### Passage provided:

2018/19 Season HUB Weekly Farm Update as at 11th October 2018
General Farm Information
Table 1: Key Numbers 11th October
|Milking Platform average|
|Soil temp (C)||8.7|
|Av. Pasture Cover (kg DM/ha)||2397|
|Pasture Growth rate (kg DM/ha/day)||68|
|No. of cows milking||697|
|No. cows milking into the vat||632|
|Av. Kg MS/cow/day (from vat)||2.0|
|Average milk fat (%)||4.71|
|Average milk prot (%)||3.84|
|Average SCC (cells/ml)||176,000|
|Milker Intake Target (kg DM/cow)||18 - 18.5 kg DM total|
|Colostrum Intake Target (kg DM/cow)||14.5 kg DM pasture|
|Springer Intake Target (kg DM/cow)||10 kg total (pasture|
Table 2: Animal Summary by farmlet
|Std Kale||LI Kale||Std FB||LI FB||Units|
|Milkers – TAD||164||149||160||139||cows|
Table 3: Feed Summary by farmlet
|Std Kale||LI Kale||Std FB||LI FB||Units|
|Average pasture cover* (C-Dax and excluding springer paddocks)||2371||2436||2384||2395||kg DM|
|Growth Rate (c-dax)||70||73||66||62||kgDM/d|
|Rotation length last week||30||30||29||28|
|Target rotation length* (Excluding springer paddocks)||30||30||30||30||days|
|Target milker intake for this week 28th September - 5th October|
|PKE:Barley Blend||2.5||2.5||kg DM/cow|
|Fodder beet||3||3||kg DM/cow|
|Total DMI||18||18||18||18||kg DM/cow|
Key Decisions: this week
- The weaning target for the calves ranges from 80-90kg liveweight (buffer of -5kg), depending on their breed composition. This week x36 calves will be weaned onto grass and ad lib meal. Once they have spent a week adjusting to weaning, the meal offered will be reduced over the following week. As soon as practical, weaned calves will be sent to the support block.
- Next week the heifers will undergo the first stages of mating. Heifers will receive their first jab of PG on the18th October, followed by a 2nd jab on the 1st November. AI Mating will then occur the next day (2nd November) and last for 5 days. On day 6, small framed Hereford bulls will be run with the herd until the end of the 8 week mating period.

Named-object pointing records:
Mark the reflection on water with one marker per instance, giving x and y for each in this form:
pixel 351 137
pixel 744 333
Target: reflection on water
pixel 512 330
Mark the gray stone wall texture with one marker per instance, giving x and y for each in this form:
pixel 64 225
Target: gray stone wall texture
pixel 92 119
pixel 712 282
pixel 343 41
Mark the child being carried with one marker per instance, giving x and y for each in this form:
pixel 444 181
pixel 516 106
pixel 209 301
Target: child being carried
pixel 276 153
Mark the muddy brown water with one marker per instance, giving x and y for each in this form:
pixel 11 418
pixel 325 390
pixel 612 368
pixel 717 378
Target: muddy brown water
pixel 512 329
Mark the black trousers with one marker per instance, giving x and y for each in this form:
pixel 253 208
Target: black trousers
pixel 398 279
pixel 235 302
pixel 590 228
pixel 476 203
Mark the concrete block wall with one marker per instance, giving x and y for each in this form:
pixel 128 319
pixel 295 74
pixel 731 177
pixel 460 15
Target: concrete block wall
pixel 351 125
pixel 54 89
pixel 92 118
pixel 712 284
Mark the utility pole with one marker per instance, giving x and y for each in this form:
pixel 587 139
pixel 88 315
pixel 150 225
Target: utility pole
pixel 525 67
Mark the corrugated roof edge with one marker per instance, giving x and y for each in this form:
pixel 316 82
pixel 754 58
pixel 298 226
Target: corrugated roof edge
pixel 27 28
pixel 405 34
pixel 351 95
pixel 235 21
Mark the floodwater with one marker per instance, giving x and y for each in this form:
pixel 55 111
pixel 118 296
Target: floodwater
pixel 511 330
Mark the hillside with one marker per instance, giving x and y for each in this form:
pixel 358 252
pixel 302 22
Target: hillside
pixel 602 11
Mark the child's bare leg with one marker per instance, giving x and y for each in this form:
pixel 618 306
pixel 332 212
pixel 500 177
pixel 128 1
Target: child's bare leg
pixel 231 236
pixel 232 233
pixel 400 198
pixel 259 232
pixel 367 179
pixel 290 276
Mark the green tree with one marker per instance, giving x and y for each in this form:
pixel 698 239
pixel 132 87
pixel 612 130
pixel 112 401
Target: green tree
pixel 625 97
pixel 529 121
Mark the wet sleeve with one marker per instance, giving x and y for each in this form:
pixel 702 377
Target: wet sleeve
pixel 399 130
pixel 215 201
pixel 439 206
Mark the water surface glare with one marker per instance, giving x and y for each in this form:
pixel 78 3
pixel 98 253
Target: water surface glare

### Exercises to complete:
1. From the farm update, copy everything from "- Next week" down to "week mating period.".
2. Answer these from the farm update:
(a) How many cows are milking, according to the key numbers for 11th October?
(b) What liveweight range is the weaning target for the calves?
(c) On what date will AI mating of the heifers take place, and for how many days will it last?

### Solution set:
1.
- Next week the heifers will undergo the first stages of mating. Heifers will receive their first jab of PG on the18th October, followed by a 2nd jab on the 1st November. AI Mating will then occur the next day (2nd November) and last for 5 days. On day 6, small framed Hereford bulls will be run with the herd until the end of the 8 week mating period.

2.
(a) 697
(b) 80-90kg, with a buffer of -5kg
(c) 2nd November, for 5 days